── Supplied passage ──
Turner on a Rainy Day

It sure knows how to rain in Dublin. Not to be perturbed, I sallied forth with my umbrella and walked to the National Gallery. I wanted to see Turner’s watercolours.

The exhibition Turner as Inspiration traces the painter’s development as an artist, and has been curated thanks to a generous bequest by an English collector called Henry Vaughan (1809-1899). Vaughan divided his personal Turner collection between the National Galleries in London, Edinburgh and Scotland, on the condition that they be exhibited to the public free of charge annually, for the entire month of January. The first exhibition in Dublin took place in 1901, and this morning, one and a quarter centuries later, I had a look.

I know so little about painting. I’m a mesmerised observer, but I’m more confident writing about books. Today reminded me, though, of the parallels between visual art and writing. Both create lines with pencil, paint or pixels, on screen or on paper, to record something. As Joe Moran observed in First You Write a Sentence, ‘Lines are how humans live, learn and make up life as they go along. A line where a substance (such as ink) and a medium (such as paper) meet, lays down a trail of life’.

I first wrote poetry by responding to visual art: the paintings of the late Belfast artist Jonathan Aiken. Some time afterwards I learned about the literary tradition of ekphrasis in a brilliant seminar with Belfast poet Sinéad Morrissey, at the Seamus Heaney Summer School. Recently I explored some of Morrissey’s own ekphrastic poems with my students, alongside work in the ekphrastic tradition by Seamus Heaney, Michael Longley and Ciaran Carson. Ekphrastic writing is a rich and unique part of our cultural heritage.
───
== Stated problem ==
In the passage on Turner's watercolors, what condition did Henry Vaughan attach to his bequest?
── Dataset entries ──
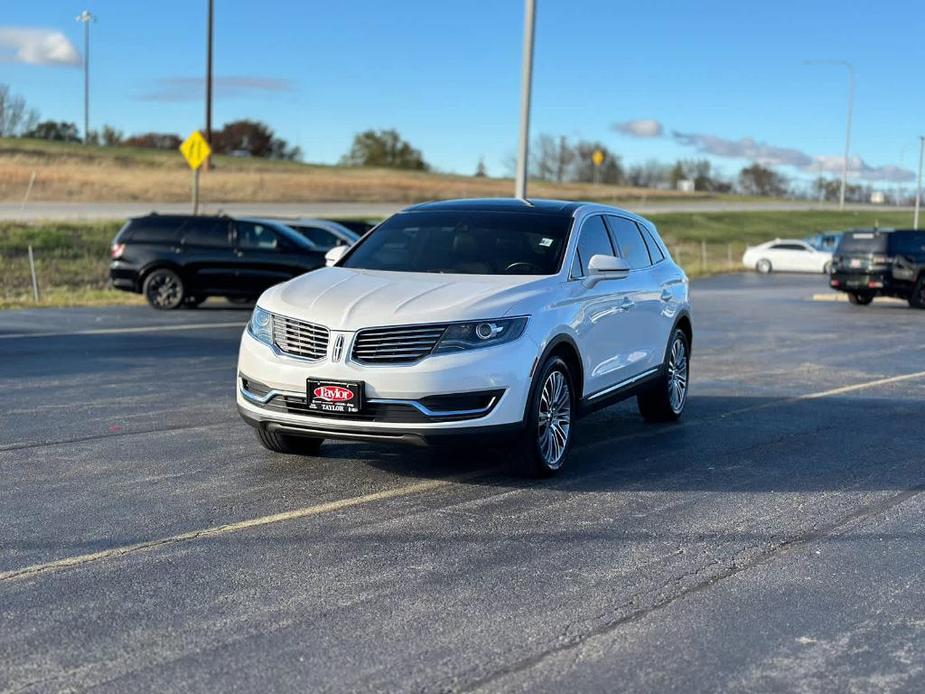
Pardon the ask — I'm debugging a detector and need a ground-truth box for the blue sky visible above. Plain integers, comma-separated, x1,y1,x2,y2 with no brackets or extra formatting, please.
0,0,925,186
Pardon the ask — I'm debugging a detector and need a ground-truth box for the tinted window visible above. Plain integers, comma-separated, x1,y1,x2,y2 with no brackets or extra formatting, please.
636,224,665,264
235,222,281,251
341,210,571,275
572,215,613,277
125,223,180,243
607,216,652,270
294,226,344,250
836,231,888,254
181,218,231,248
890,231,925,256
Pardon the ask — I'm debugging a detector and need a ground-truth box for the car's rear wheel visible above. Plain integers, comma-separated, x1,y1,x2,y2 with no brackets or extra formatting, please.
141,268,185,311
909,275,925,308
636,328,691,422
257,427,324,455
511,356,577,477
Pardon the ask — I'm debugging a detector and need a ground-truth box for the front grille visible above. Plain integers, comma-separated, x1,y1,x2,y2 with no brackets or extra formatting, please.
273,314,329,359
353,325,446,364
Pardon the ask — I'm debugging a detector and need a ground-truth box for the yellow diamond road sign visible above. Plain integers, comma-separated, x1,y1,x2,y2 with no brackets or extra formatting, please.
180,130,212,171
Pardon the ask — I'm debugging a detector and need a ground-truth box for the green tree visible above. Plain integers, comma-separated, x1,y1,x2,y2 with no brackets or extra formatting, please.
340,130,430,171
739,163,787,196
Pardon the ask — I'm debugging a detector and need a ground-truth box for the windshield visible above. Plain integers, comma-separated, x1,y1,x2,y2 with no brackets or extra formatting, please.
341,210,572,275
837,231,889,255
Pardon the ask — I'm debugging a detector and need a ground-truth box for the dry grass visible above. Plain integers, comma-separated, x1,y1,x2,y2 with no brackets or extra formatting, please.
0,138,709,202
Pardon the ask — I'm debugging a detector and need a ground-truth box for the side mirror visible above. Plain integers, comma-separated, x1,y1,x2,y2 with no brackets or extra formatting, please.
585,255,631,287
324,246,348,267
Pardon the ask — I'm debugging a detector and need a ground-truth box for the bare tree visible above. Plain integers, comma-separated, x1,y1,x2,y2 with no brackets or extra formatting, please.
0,84,39,137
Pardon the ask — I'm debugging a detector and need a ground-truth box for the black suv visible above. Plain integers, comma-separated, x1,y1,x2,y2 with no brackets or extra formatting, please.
829,229,925,308
109,214,324,309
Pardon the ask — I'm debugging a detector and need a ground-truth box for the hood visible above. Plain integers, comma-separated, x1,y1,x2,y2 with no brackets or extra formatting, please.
258,267,558,331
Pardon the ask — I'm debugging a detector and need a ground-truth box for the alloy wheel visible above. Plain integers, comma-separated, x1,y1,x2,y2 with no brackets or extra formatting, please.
668,335,687,414
538,370,572,470
147,272,183,308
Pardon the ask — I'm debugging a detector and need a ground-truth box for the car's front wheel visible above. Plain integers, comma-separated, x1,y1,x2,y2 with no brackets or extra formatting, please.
257,427,324,455
511,356,578,477
636,328,691,422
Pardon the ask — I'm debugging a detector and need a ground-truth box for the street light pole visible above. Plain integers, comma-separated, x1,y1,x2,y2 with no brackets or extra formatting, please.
206,0,215,170
514,0,536,200
803,60,854,210
75,10,96,145
912,136,925,229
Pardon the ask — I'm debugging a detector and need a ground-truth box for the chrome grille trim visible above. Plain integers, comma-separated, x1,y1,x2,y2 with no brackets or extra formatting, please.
273,313,330,360
351,325,447,364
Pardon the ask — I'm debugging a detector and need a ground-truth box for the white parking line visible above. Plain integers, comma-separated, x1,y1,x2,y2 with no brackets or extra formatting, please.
0,322,247,340
0,371,925,582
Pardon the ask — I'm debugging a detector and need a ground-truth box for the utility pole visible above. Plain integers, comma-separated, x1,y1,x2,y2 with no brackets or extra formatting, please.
803,60,854,210
206,0,215,171
912,135,925,229
75,10,96,145
514,0,536,200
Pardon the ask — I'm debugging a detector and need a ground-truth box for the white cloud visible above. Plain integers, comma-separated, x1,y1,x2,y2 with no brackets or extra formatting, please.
804,155,915,183
612,118,665,137
0,27,82,65
673,132,813,168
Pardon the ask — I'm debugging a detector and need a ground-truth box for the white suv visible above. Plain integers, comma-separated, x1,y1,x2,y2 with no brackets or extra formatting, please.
237,199,692,475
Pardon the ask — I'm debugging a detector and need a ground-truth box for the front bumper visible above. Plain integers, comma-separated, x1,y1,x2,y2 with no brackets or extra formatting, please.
237,330,539,442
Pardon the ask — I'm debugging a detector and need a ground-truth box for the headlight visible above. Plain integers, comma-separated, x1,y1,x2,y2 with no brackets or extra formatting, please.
247,306,273,345
433,316,527,354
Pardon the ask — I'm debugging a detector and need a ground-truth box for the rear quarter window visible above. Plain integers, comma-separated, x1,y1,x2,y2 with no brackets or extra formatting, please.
119,219,180,243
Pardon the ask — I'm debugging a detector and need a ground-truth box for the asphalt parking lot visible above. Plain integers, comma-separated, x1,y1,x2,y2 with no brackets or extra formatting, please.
0,274,925,691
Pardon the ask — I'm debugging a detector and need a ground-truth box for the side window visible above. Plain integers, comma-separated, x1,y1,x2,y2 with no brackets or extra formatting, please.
572,215,613,278
607,215,652,270
126,223,180,243
636,224,665,265
235,222,282,251
181,218,231,248
299,227,341,251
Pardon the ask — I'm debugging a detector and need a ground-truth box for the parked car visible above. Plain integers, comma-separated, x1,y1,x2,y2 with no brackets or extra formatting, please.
109,214,324,309
829,229,925,308
281,219,365,253
237,199,692,475
803,231,845,253
742,239,832,274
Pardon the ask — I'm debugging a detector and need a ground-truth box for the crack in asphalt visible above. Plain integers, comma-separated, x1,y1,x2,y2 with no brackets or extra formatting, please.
456,482,925,692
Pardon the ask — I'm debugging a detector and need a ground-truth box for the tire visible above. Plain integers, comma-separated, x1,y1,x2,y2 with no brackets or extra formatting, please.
257,427,324,455
848,292,874,306
909,275,925,308
509,356,577,477
141,267,186,311
636,329,691,422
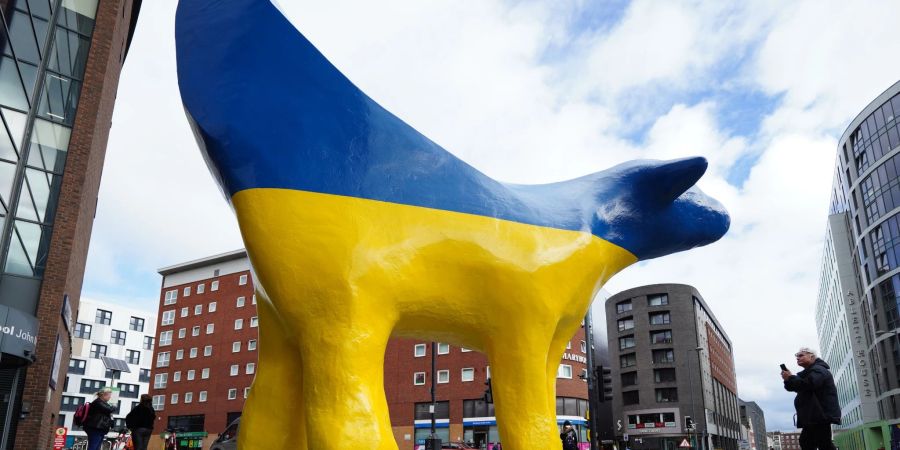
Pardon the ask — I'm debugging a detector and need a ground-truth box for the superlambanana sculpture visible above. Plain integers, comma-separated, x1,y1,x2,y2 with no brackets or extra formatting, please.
176,0,729,450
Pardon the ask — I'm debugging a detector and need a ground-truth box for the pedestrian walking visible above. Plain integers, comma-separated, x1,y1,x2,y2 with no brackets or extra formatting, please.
781,347,841,450
125,394,156,450
83,387,115,450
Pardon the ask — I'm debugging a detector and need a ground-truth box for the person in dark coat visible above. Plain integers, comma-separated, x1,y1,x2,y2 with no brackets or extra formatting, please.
83,387,116,450
781,347,841,450
559,420,578,450
125,394,156,450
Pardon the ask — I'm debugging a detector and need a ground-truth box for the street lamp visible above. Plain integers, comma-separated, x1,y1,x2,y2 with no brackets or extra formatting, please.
684,347,706,448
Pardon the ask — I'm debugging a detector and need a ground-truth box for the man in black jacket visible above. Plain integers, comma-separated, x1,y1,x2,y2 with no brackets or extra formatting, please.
781,347,841,450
───
== Written answer ==
The works had to be shown to the public free of charge every year for the whole month of January.